[Data extract]
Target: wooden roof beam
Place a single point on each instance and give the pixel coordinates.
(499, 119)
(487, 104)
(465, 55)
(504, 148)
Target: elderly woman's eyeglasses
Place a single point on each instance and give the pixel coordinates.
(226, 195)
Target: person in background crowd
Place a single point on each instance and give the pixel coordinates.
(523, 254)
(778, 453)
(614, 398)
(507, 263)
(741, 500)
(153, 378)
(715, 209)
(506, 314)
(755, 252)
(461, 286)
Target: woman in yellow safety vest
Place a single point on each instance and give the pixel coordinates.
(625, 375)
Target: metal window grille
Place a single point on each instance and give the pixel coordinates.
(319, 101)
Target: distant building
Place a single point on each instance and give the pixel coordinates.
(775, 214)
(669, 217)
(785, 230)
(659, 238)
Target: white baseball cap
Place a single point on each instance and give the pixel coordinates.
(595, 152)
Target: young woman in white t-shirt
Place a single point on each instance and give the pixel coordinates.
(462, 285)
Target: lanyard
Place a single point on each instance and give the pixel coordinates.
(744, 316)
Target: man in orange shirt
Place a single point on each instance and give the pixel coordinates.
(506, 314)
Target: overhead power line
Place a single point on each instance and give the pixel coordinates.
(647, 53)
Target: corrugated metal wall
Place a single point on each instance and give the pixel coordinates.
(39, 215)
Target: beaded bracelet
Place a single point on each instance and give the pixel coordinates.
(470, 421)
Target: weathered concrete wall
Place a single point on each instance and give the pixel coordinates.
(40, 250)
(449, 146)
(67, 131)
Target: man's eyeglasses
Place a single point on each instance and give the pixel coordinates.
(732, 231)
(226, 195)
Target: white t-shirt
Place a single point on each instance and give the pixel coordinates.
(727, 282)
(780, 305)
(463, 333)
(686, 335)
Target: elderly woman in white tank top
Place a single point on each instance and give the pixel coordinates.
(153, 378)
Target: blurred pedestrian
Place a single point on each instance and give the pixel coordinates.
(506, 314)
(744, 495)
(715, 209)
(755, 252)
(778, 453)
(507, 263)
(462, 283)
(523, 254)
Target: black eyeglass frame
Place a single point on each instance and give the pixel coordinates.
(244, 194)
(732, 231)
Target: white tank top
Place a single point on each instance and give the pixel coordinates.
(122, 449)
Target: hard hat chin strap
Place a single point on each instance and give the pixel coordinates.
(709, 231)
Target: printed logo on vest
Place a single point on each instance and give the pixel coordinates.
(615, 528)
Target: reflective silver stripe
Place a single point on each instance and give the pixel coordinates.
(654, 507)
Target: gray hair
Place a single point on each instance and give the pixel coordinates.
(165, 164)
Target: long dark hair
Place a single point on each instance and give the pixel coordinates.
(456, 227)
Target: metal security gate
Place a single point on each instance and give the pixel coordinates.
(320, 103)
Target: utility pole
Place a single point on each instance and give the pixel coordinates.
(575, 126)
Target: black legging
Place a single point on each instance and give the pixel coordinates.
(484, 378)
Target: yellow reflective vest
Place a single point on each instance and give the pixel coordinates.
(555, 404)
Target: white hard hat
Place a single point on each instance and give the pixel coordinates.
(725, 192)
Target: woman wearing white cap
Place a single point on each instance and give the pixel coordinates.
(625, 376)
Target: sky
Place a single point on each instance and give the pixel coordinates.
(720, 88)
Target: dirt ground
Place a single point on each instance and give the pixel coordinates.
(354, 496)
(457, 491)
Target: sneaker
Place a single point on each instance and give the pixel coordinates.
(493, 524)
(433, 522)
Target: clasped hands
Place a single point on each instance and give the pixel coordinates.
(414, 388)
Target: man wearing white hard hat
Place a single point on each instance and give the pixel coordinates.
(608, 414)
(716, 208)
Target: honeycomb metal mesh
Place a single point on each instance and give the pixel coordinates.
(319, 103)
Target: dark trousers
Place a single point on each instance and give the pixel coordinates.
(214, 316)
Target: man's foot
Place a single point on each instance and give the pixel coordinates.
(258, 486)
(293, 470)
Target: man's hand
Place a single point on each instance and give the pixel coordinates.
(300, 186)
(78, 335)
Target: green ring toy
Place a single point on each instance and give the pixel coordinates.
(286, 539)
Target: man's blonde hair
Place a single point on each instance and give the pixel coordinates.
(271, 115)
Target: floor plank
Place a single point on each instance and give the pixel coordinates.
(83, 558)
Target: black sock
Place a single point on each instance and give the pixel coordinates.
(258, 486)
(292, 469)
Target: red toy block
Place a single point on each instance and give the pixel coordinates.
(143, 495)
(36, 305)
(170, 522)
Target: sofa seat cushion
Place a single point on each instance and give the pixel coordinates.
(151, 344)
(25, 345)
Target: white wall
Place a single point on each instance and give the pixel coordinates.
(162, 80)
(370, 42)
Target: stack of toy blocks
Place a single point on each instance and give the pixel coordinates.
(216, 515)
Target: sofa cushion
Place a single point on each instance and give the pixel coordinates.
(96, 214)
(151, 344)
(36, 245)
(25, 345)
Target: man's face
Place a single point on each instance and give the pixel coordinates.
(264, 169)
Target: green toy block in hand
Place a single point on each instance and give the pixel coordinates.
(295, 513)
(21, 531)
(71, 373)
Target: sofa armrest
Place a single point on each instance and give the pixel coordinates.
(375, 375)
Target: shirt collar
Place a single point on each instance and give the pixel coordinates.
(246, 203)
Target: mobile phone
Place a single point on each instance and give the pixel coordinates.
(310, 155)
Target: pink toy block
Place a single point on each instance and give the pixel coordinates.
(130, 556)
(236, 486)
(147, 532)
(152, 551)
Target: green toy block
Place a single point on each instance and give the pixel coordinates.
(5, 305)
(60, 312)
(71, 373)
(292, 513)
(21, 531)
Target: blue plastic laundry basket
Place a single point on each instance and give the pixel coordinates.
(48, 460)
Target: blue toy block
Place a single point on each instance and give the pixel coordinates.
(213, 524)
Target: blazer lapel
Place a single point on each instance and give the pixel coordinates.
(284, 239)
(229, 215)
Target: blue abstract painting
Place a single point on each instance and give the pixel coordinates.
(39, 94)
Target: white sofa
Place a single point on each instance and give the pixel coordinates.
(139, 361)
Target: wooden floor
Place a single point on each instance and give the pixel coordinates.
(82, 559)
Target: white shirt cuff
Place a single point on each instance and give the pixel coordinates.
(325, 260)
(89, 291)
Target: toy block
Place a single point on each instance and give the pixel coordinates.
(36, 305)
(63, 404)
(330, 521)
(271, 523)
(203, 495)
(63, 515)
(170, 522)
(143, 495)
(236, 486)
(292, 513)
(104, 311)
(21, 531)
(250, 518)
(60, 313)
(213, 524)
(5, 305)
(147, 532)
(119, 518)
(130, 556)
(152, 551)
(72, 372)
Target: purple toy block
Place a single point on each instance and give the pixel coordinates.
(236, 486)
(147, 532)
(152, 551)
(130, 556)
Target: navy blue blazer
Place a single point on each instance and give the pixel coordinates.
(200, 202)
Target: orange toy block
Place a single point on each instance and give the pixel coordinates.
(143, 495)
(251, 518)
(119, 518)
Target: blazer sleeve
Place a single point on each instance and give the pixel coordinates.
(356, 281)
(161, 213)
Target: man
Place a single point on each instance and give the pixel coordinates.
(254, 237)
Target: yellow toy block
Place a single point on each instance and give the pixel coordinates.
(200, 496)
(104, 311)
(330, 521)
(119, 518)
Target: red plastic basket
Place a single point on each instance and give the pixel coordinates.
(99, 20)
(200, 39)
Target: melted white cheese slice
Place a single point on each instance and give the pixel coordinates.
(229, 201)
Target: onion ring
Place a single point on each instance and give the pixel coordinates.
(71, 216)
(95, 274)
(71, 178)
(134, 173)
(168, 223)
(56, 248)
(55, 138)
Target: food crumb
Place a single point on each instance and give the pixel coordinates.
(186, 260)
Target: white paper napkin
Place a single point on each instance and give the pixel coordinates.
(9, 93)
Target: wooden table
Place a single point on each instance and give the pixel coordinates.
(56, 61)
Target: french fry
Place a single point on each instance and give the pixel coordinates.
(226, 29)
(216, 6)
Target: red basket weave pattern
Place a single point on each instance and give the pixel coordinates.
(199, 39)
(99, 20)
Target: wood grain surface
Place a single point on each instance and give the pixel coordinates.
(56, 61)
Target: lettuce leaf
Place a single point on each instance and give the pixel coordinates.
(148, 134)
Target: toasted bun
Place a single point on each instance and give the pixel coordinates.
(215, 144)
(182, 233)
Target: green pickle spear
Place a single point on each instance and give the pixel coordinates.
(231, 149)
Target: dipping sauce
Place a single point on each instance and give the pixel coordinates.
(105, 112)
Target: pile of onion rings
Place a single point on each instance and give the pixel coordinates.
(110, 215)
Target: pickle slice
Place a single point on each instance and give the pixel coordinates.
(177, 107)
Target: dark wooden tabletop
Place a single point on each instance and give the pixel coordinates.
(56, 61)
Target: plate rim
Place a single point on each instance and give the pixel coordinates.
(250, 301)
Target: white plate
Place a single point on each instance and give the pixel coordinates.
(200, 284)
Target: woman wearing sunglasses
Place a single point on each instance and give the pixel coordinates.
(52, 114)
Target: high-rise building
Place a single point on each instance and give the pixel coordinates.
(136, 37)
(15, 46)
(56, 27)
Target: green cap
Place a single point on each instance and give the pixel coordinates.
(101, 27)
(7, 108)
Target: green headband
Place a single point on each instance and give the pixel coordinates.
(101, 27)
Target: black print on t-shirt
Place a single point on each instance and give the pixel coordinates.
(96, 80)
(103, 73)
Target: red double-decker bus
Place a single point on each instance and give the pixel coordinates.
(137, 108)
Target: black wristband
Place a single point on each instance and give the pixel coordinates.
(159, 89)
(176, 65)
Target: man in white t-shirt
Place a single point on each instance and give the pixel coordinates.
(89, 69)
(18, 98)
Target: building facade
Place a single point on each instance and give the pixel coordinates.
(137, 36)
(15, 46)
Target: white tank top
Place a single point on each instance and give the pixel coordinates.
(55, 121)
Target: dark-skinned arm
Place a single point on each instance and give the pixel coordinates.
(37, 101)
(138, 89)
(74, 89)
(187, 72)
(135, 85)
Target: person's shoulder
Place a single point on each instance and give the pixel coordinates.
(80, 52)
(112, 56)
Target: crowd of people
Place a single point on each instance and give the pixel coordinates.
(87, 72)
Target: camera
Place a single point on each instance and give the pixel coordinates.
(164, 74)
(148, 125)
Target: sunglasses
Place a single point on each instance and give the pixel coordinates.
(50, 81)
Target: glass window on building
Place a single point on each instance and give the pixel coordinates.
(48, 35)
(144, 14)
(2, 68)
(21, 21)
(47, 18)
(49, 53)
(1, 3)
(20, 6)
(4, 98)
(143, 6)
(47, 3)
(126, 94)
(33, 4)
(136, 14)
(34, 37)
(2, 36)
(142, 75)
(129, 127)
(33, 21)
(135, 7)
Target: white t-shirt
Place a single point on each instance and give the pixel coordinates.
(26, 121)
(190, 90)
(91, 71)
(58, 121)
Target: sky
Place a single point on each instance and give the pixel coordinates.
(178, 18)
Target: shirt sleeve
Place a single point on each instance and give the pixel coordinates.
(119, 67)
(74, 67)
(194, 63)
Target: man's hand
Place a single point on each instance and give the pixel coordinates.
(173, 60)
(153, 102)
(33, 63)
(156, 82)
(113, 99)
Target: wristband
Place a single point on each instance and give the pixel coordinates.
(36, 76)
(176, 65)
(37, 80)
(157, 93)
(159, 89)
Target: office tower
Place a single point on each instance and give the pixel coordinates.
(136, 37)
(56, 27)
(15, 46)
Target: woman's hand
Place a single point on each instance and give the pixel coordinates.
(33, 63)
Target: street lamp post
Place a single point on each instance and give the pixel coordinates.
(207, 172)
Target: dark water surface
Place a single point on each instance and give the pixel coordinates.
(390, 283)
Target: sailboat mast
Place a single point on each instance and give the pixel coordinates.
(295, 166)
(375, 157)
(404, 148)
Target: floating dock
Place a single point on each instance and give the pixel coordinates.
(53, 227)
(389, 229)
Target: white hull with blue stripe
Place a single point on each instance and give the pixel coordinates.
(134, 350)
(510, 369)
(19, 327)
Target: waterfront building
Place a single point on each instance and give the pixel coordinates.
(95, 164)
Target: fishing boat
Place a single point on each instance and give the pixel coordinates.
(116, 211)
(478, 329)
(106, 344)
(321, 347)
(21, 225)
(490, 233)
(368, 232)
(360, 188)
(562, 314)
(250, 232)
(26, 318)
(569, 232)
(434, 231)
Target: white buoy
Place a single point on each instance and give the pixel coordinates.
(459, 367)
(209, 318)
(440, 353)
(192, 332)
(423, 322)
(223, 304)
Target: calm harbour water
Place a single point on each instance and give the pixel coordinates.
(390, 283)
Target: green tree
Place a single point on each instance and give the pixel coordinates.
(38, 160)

[Requirement] Only the lines from the one that contains "Target: fishing boat" to the end of the data should be output, exactly as they appear.

[Finished task]
Target: fishing boat
Place a single point on each instance and give the pixel coordinates.
(116, 211)
(478, 329)
(106, 344)
(321, 347)
(21, 225)
(490, 233)
(368, 232)
(360, 188)
(562, 314)
(250, 232)
(26, 318)
(569, 232)
(434, 231)
Target: white buoy
Place a single point on each instance and give the pixel coordinates.
(459, 367)
(209, 318)
(440, 353)
(192, 332)
(423, 322)
(223, 304)
Target: calm harbour water
Place a single point on each instance and give the pixel coordinates.
(390, 283)
Target: green tree
Place a single point on each instance and give the pixel coordinates.
(38, 160)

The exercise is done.